Texto extraído |
A recente intervenção federal no Rio de Janeiro, colocando o Exército no comando da segurança pública, abre uma fase muito perigosa para a já cambaleante democracia brasileira. A apresentação da proposta de mandados de busca e apreensão coletivos e a escolha de áreas de periferia como territórios de ocupação militar revela um caráter autoritário típico das ditaduras tradicionais. Mais grave ainda é definir uma parte da população brasileira como um inimigo a ser contido e reprimido. A avaliação é de Dilma Rousseff (PT), afastada da presidência da República em 2016 por um processo de impeachment que segue sendo alvo de denúncias, especialmente no exterior, como ocorreu semana passada no Festival Internacional de Cinema de Berlim. A presidenta eleita em 2014 com mais de 54 milhões de votos segue chamando o impeachment pelo que considera ser seu nome verdadeiro: “golpe”.
Em entrevista ao Sul21, Dilma Rousseff analisa as características da atual etapa desse golpe e alerta para seus aspectos mais graves, expressos nos últimos dias a partir da intervenção federal no Rio de Janeiro. “É típico da Justiça destes momentos de exceção criar a justiça do inimigo. E este inimigo, no caso do Brasil, é o negro pobre que mora na periferia. Quem é o inimigo? Pelas declarações de integrantes do governo vê-se uma coisa surgindo claramente: o inimigo fala português, é brasileiro, negro e pobre ou mulato. Ele não é branco, não mora em Ipanema nem no Leblon”.

Conteúdo dos dados |

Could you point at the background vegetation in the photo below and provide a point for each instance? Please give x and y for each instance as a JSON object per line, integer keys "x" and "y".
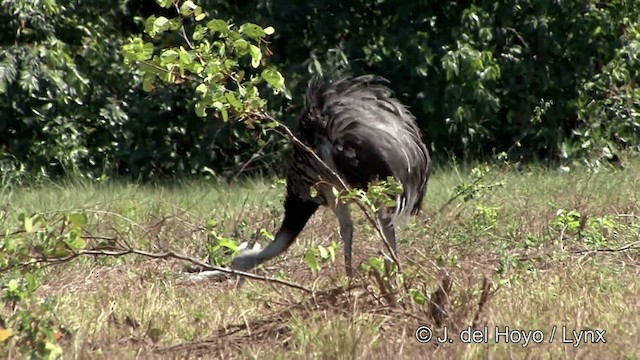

Tarefa obrigatória 1 |
No texto sobre a intervenção federal no Rio de Janeiro, com quantos votos Dilma Rousseff foi eleita em 2014?
Tarefa obrigatória 2 |
Reescreva de forma mais breve o parágrafo do texto sobre a intervenção federal no Rio de Janeiro que começa com "Em entrevista ao Sul21", mantendo seus fatos principais.
Tarefa obrigatória 3 |
Prossiga o texto sobre a intervenção federal no Rio de Janeiro a partir do ponto em que ele termina.

Resposta 1 |
Com mais de 54 milhões de votos.

Resposta 2 |
Em entrevista ao Sul21, Dilma Rousseff analisa a atual etapa do golpe e aponta seus aspectos mais graves, evidenciados pela intervenção federal no Rio de Janeiro. Segundo ela, a Justiça dos momentos de exceção cria a justiça do inimigo, que no Brasil é o negro pobre da periferia. Pelas declarações de integrantes do governo, esse inimigo é brasileiro, fala português, é negro e pobre ou mulato, não é branco e não mora em Ipanema nem no Leblon.

Resposta 3 |
Em relação às eleições de 2018 e à candidatura de Lula para a presidência, ela reafirma que não existe Plano B. “Nós vamos resistir até o fim em duas dimensões. Uma é defender a candidatura do Lula. A outra é defender a realização das eleições. Essas duas dimensões são duas faces de uma mesma moeda. Impedir a candidatura do Lula ou adiar as eleições é problema deles. O nosso é ter a candidatura do Lula e ter eleição. No Brasil, sempre que houve democracia nós ganhamos. Sempre que os processos democráticos são contidos nós perdemos”.
Sul21: Em uma entrevista ao Sul21, há cerca de um ano, a senhora chamou a atenção para o fato de o golpe que a afastou da presidência ainda estar em curso e que, em sua segunda fase, seria ainda mais radicalizado e repressivo. Na sua avaliação, os acontecimentos que estamos vivendo hoje no país se enquadram nesta caracterização de uma nova etapa do golpe?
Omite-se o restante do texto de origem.